Gozzard design- either a gozzard or a bayfield
colvin, depending upon how far you want to turn up the weird-o-meter.
Corbin, if you are serious about blue water.
From the pen of perry- beautiful canoe sterned boats, 

Any of the above would be acceptable choices and all under. in some cases, well under, your budget.


----------



## ParadiseParrot (Oct 6, 2010)

Beer is cheaper in Kegs....A do everything boat should have a keg locker with tubes running to cockpit.


----------



## Reefka (May 24, 2010)

If time allows it, I would recommend cruising on as many boats as you can (even ones that aren't within your budget!). websites like findacrew.net were a good start for me to get a ride.

You will learn so much about what works and what doesn't work for you, what you can live with and without - I started doing that and ended up sailing over 8,000 Nautical miles on other people's boats before buying my own - my boat ended up being totally different to what my initial picture of what i wanted/needed was.

In terms of RTW sailing, the most valuable piece of advice that was given to me was buy a mass produced production boat - reason being that they generally have common components that are easier to find parts for in remote places. They are also generally speaking easier to sell in remote places should you find yourself in a position where you need to do that.

the setup that worked for us is documented here Cruising Yacht for sale - unfortunately it's time to sell my floating home.

Good luck and go for it, you won't regret it!!

Gavin


----------



## Kyhillbilly (Jun 14, 2011)

MobiusALilBitTwisted wins the OGB award!


----------



## TQA (Apr 4, 2009)

OK based on what you say so far AND assuming your idea of blue water does NOT included a visit to the southern ocean or the Northwest passage then you want something like this.

Input
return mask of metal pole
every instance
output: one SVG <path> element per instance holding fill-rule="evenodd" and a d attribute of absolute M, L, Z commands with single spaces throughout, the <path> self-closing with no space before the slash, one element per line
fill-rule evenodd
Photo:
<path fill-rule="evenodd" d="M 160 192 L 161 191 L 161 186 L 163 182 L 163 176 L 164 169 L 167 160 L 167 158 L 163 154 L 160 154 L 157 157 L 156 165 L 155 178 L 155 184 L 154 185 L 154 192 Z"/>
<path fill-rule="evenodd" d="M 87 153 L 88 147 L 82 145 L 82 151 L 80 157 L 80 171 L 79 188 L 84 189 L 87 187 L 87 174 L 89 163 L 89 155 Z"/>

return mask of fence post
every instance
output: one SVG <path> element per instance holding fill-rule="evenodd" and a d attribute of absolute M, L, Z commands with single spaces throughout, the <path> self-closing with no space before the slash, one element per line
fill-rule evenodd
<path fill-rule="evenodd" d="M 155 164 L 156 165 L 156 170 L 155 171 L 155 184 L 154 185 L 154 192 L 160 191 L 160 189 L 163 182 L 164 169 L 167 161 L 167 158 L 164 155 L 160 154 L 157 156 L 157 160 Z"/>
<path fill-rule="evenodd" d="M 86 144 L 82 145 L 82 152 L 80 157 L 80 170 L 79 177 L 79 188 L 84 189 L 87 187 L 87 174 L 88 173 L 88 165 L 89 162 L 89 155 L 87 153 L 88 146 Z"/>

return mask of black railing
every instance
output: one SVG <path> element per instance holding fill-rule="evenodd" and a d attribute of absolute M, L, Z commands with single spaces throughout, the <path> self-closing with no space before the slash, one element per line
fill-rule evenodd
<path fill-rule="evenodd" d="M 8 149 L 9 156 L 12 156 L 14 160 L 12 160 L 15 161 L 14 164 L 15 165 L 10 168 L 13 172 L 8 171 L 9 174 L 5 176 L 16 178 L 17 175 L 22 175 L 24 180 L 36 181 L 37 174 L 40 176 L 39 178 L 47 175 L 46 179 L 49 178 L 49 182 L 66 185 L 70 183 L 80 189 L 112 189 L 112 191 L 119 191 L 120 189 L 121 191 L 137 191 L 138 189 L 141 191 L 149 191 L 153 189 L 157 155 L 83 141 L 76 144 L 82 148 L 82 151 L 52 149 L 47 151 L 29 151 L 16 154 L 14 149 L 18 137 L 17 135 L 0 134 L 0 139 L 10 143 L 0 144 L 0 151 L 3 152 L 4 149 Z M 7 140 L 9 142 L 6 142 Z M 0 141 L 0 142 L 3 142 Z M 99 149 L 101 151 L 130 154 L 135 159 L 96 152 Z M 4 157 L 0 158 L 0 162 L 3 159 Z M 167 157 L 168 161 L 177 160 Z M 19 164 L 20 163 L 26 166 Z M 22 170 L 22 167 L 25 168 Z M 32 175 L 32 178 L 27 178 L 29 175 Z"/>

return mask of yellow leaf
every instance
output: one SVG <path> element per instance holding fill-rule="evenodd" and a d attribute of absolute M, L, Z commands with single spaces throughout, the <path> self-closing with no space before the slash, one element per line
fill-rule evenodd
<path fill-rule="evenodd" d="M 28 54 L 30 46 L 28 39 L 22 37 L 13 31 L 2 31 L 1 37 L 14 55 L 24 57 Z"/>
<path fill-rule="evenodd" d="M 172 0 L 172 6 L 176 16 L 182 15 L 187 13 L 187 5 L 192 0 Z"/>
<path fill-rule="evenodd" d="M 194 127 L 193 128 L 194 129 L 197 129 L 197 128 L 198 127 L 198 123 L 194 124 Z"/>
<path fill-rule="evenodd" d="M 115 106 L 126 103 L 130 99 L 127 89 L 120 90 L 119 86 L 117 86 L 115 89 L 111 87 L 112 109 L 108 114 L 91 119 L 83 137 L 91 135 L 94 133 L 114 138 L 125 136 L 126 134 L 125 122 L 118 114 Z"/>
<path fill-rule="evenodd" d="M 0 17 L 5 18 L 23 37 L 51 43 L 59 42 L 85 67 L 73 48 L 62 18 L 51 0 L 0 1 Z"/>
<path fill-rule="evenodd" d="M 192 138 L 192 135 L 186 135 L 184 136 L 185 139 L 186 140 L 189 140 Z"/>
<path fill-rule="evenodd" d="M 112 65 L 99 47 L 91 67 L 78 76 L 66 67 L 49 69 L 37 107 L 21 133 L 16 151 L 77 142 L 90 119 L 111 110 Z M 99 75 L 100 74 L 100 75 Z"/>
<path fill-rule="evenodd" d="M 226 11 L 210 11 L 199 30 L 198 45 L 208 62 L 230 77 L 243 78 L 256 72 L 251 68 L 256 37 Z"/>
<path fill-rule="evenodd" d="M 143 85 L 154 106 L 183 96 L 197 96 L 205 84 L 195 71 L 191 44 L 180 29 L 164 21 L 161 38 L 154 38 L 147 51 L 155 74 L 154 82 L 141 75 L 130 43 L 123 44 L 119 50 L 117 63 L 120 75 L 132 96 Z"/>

Work instructions
1. Answer these from the sailing forum thread, one line each:
(a) Which name does the sailing forum thread give for someone serious about blue water?
(b) Where should the tubes from the keg locker run?
(c) How many nautical miles did Reefka sail on other people's boats before buying a boat?
2. Output the records from the line containing "return mask of yellow leaf" through the end of the records as a two-column CSV with the header request,paths. Give one row per request, with its text in the first quoted field and its answer in the second, and replace line breaks with spaces.

Task results
1.
(a) Corbin
(b) To the cockpit
(c) Over 8,000

2.
request,paths
"return mask of yellow leaf every instance output: one SVG <path> element per instance holding fill-rule=""evenodd"" and a d attribute of absolute M, L, Z commands with single spaces throughout, the <path> self-closing with no space before the slash, one element per line fill-rule evenodd","<path fill-rule=""evenodd"" d=""M 28 54 L 30 46 L 28 39 L 22 37 L 13 31 L 2 31 L 1 37 L 14 55 L 24 57 Z""/> <path fill-rule=""evenodd"" d=""M 172 0 L 172 6 L 176 16 L 182 15 L 187 13 L 187 5 L 192 0 Z""/> <path fill-rule=""evenodd"" d=""M 194 127 L 193 128 L 194 129 L 197 129 L 197 128 L 198 127 L 198 123 L 194 124 Z""/> <path fill-rule=""evenodd"" d=""M 115 106 L 126 103 L 130 99 L 127 89 L 120 90 L 119 86 L 117 86 L 115 89 L 111 87 L 112 109 L 108 114 L 91 119 L 83 137 L 91 135 L 94 133 L 114 138 L 125 136 L 126 134 L 125 122 L 118 114 Z""/> <path fill-rule=""evenodd"" d=""M 0 17 L 5 18 L 23 37 L 51 43 L 59 42 L 85 67 L 73 48 L 62 18 L 51 0 L 0 1 Z""/> <path fill-rule=""evenodd"" d=""M 192 138 L 192 135 L 186 135 L 184 136 L 185 139 L 186 140 L 189 140 Z""/> <path fill-rule=""evenodd"" d=""M 112 65 L 99 47 L 91 67 L 78 76 L 66 67 L 49 69 L 37 107 L 21 133 L 16 151 L 77 142 L 90 119 L 111 110 Z M 99 75 L 100 74 L 100 75 Z""/> <path fill-rule=""evenodd"" d=""M 226 11 L 210 11 L 199 30 L 198 45 L 208 62 L 230 77 L 243 78 L 256 72 L 251 68 L 256 37 Z""/> <path fill-rule=""evenodd"" d=""M 143 85 L 154 106 L 183 96 L 197 96 L 205 84 L 195 71 L 191 44 L 180 29 L 164 21 L 161 38 L 154 38 L 147 51 L 155 74 L 154 82 L 141 75 L 130 43 L 123 44 L 119 50 L 117 63 L 120 75 L 132 96 Z""/>"